**SUPPLIED MATERIAL**
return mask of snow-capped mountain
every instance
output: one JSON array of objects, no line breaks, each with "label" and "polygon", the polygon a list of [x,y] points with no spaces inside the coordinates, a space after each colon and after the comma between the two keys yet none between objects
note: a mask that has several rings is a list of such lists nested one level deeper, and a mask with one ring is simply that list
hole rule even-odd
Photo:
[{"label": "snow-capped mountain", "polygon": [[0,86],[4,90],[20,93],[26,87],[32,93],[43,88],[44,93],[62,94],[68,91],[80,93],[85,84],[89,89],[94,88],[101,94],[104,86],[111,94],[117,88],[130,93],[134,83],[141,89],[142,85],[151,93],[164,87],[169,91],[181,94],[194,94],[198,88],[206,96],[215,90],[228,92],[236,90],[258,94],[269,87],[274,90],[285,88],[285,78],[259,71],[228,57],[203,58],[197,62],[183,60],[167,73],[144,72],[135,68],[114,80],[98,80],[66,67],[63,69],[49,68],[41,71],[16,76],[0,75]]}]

--

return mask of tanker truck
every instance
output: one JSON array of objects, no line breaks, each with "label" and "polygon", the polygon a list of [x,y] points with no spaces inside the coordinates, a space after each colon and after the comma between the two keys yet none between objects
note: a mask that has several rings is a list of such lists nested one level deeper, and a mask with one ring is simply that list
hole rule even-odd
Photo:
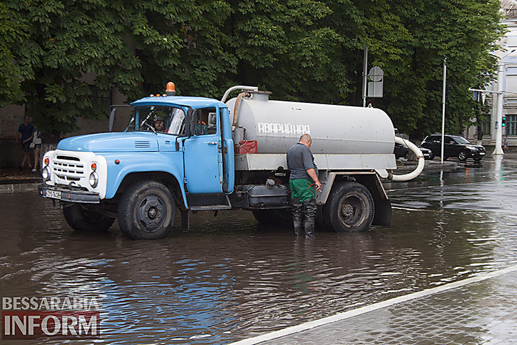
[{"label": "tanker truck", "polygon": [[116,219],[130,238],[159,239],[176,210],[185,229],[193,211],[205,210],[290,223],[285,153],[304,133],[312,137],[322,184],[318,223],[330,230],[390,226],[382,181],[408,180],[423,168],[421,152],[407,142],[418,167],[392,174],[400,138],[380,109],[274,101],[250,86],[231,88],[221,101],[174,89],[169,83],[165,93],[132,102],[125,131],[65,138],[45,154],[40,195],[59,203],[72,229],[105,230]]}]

**WHAT YOU SHOULD DO**
Pick out every line in the rows above that contains the word "mountain", and copy each one in full.

**THE ANSWER**
return mask of snow-capped mountain
[{"label": "snow-capped mountain", "polygon": [[0,86],[4,90],[20,93],[26,87],[32,93],[43,88],[44,93],[62,94],[68,91],[80,93],[85,84],[89,89],[94,88],[101,94],[104,86],[111,94],[117,88],[130,93],[134,83],[141,89],[142,85],[151,93],[164,87],[169,91],[181,94],[194,94],[198,88],[206,96],[215,90],[228,92],[236,90],[258,94],[269,87],[274,90],[285,88],[285,78],[259,71],[228,57],[203,58],[197,62],[183,60],[167,73],[144,72],[135,68],[114,80],[98,80],[66,67],[63,69],[49,68],[41,71],[16,76],[0,75]]}]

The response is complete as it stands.